++++ Trecho do documento
Disponível para download (ederchiodetto.com.br), a peça pretende “dar uma contribuição à ainda incipiente bibliografia sobre curadoria em geral e, mais especificamente, sobre curadoria em fotografia”, segundo o próprio autor. O livro traz exemplos reais de cerca de 60 exposições que Eder realizou como curador até a data da publicação. Há trabalhos no Brasil, Paris e Japão.
Embora natural, pela própria inquietude e vontade de novidades que alimentam Eder, mudar de editor de fotografia de um grande jornal para curador iniciante não foi fácil. “Eu tinha um salário estável, precisava me manter, tinha o lado prático da vida”. Mas também não era a primeira vez em que ele se arriscava. Aos 19 anos, morando em Santos, o garoto já era funcionário concursado da Petrobras, onde trabalhava como técnico em hidrocarbonetos. Foi nessa época, em meados da década de 1980, que viu uma reportagem sobre a abertura de uma mostra de fotografia em uma galeria em Santos. Era uma exposição de trabalhos de alunos do fotógrafo Araquém Alcântara, além de uma individual do professor. “Fiquei tão impressionado que Araquém me convidou para conhecer seu escritório. Fui até lá no dia seguinte e me inscrevi no seu curso. Um ano depois estava me formando e também expondo com os colegas”.
++++++++
++++ Dados fornecidos
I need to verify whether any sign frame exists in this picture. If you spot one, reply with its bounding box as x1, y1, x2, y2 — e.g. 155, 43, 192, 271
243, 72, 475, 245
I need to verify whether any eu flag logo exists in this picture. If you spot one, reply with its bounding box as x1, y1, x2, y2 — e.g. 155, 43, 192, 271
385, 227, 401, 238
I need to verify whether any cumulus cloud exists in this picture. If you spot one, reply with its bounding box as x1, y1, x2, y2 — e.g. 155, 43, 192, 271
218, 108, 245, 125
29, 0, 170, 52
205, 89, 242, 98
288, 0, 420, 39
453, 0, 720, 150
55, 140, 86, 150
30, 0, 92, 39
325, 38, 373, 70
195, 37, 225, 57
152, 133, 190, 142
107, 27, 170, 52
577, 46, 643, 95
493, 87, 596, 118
++++++++
■ Tarefa proposta 1:
Localize na listagem todas as linhas em que aparece a palavra "this" e transcreva-as.
■ Tarefa proposta 2:
Prossiga o texto sobre a trajetória de Eder na fotografia, começando logo após a última frase apresentada.

■ Resposta 1:
I need to verify whether any sign frame exists in this picture. If you spot one, reply with its bounding box as x1, y1, x2, y2 — e.g. 155, 43, 192, 271
I need to verify whether any eu flag logo exists in this picture. If you spot one, reply with its bounding box as x1, y1, x2, y2 — e.g. 155, 43, 192, 271
I need to verify whether any cumulus cloud exists in this picture. If you spot one, reply with its bounding box as x1, y1, x2, y2 — e.g. 155, 43, 192, 271

■ Resposta 2:
Chiodetto se mudou para São Bernardo do Campo e foi estudar Jornalismo. Júlio Veríssimo, professor do curso e editor de um caderno regional do jornal Folha de São Paulo, gostou de suas fotos e lhe convidou para ser freelancer no jornal. Em pouco tempo era fotógrafo contratado, largando na Petrobras um salário cinco vezes maior. “Aceitei na hora. Era um sonho trabalhar na Folha!”.
Ele ascendeu na profissão e, em 2002, tornou-se editor geral de fotografia, escrevendo também críticas sobre o tema. “Embora fosse o topo da carreira naquele contexto, foi o período menos interessante profissionalmente”, avalia. “As funções administrativas me tiraram a possibilidade de pensar as imagens e as pautas de forma mais criativa e mesmo o ímpeto de escrever. Foi o fim de um ciclo”.
Buscava agora pensar a fotografia fora do contexto do fotojornalismo diário. Interessou-se pela pesquisa, fez mestrado na USP (Universidade de São Paulo), montou seu próprio ateliê (Fotô Produção e Consultoria em Imagens), tornou-se Curador de Fotografia do MAM – Museu de Arte Moderna de São Paulo, e hoje está na posição de ser um dos curadores mais requisitados no Brasil, especialmente em fotografia contemporânea. “Eu não percebia ainda, mas havia vida fora do jornal” (risos).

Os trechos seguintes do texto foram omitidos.